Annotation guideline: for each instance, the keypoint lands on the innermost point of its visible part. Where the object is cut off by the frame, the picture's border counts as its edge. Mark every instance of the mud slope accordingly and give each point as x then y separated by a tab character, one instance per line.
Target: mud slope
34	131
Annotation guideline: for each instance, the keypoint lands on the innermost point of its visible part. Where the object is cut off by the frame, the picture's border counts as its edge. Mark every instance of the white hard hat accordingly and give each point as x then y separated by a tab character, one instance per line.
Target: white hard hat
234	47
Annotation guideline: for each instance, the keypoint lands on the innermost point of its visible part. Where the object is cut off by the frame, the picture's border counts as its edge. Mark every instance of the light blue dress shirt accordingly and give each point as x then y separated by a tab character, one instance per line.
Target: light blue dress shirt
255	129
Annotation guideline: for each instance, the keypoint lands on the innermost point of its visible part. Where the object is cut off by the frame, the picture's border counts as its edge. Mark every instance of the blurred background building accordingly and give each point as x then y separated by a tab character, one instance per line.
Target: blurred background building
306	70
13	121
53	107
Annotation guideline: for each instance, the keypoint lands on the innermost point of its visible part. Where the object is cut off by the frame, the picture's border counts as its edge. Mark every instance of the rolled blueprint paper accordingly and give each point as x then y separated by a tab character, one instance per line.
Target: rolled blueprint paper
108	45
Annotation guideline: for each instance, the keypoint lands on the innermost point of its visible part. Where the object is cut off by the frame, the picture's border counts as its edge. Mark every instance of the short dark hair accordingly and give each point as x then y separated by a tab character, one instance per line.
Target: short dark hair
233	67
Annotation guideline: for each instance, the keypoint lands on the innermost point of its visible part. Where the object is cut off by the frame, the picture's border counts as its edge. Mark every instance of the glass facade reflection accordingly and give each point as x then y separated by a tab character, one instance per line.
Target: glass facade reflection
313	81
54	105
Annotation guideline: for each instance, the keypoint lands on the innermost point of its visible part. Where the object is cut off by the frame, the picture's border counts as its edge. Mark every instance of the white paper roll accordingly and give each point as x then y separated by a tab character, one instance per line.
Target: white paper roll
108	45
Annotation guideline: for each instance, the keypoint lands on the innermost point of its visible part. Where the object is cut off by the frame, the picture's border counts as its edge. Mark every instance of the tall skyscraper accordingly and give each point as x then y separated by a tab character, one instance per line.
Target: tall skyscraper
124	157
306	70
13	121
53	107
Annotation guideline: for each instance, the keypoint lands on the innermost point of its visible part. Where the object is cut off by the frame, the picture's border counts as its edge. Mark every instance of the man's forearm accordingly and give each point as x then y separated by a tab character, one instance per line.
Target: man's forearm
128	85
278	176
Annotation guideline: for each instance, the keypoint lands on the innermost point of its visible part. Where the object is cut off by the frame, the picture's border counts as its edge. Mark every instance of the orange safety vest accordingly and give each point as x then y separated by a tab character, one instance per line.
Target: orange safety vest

___

» **Prompt**: Print out every entry, keeping each one exact.

» **Solution**:
Annotation guideline: for each instance, the keypoint lands on the innermost point of its visible part. Where the object is cut off by the frame, the picture's border counts as its edge. Mark every instance of the mud slope accordingly and give each point as x then y separated by a tab character, one instance per line.
Target: mud slope
34	131
Annotation guideline: for each instance, the keypoint lands on the innermost point of its visible part. Where the object is cut off by the frame, the picture's border counts as its edge. Mark every instance of the white hard hat accordingly and give each point as x then y separated by a tab character, one instance per line.
Target: white hard hat
234	47
Annotation guideline: for each instance, the keypoint lands on the innermost point of its visible part. Where the object is cut off by the frame, the picture's border counts as its edge. Mark every instance of the light blue dress shirt accordingly and give each point as x then y separated by a tab character, one instance per line.
Target: light blue dress shirt
255	129
Annotation guideline: for each instance, the keypoint lands on the innermost point of its visible part. Where the object is cut off by the frame, the picture's border counts as its edge. Mark every instance of the blurred background building accordingly and give each point as x then y separated by a tab character, one instance per line.
Target: blurred background building
306	70
13	121
53	107
Annotation guideline: for each instance, the keypoint lands on the innermost point of its visible part. Where the object is cut off by the frame, the picture's border counts as its edge. Mark every instance of the rolled blueprint paper accordingly and give each point as x then y separated by a tab character, one instance per line.
Target: rolled blueprint paper
108	45
Annotation guideline: for each instance, the keypoint lands on the innermost point of its visible part. Where the object is cut off by the frame, the picture's border counts as its edge. Mark every instance of the short dark hair accordingly and give each point as x then y separated by a tab character, one instance per line.
Target: short dark hair
233	67
Annotation guideline: for each instance, the keypoint lands on the innermost point of its visible part. Where the object is cut off by the frame, the picture's border counts as its edge. Mark every instance of the glass facade reflection accordingly and give each point as x then y separated by a tab character, one instance per line.
Target: glass facade reflection
313	81
54	105
Annotation guideline: for each instance, the keypoint lands on the innermost point of its visible part. Where the object is cut off by the frame, the picture's border counts as its edge. Mark every instance of the white paper roll accordingly and give each point as x then y separated by a tab character, one instance per line.
Target: white paper roll
108	45
Annotation guideline: for each instance, the keypoint lands on the innermost point of its visible part. Where the object is cut off by the frame, the picture's border counts as its edge. Mark every instance of the tall skyscraper accordingly and give each point as x then y separated by a tab character, one instance per line.
Target: tall skyscraper
124	157
306	70
13	121
53	107
Annotation guideline: for each instance, the keypoint lands on the innermost point of its visible part. Where the object is cut off by the frame, the picture's border counts as its edge. Mark every instance of the man's forearm accordingly and give each point as x then y separated by a tab character, one instance per line.
Target: man's forearm
128	85
278	176
Annotation guideline: for each instance, the keypoint lands on the innermost point of its visible part. Where the object is cut off by the frame, the picture's border counts as its edge. Mark every instance of the orange safety vest accordingly and give each point as x then y separated by a tab character, one instance per line.
Target: orange safety vest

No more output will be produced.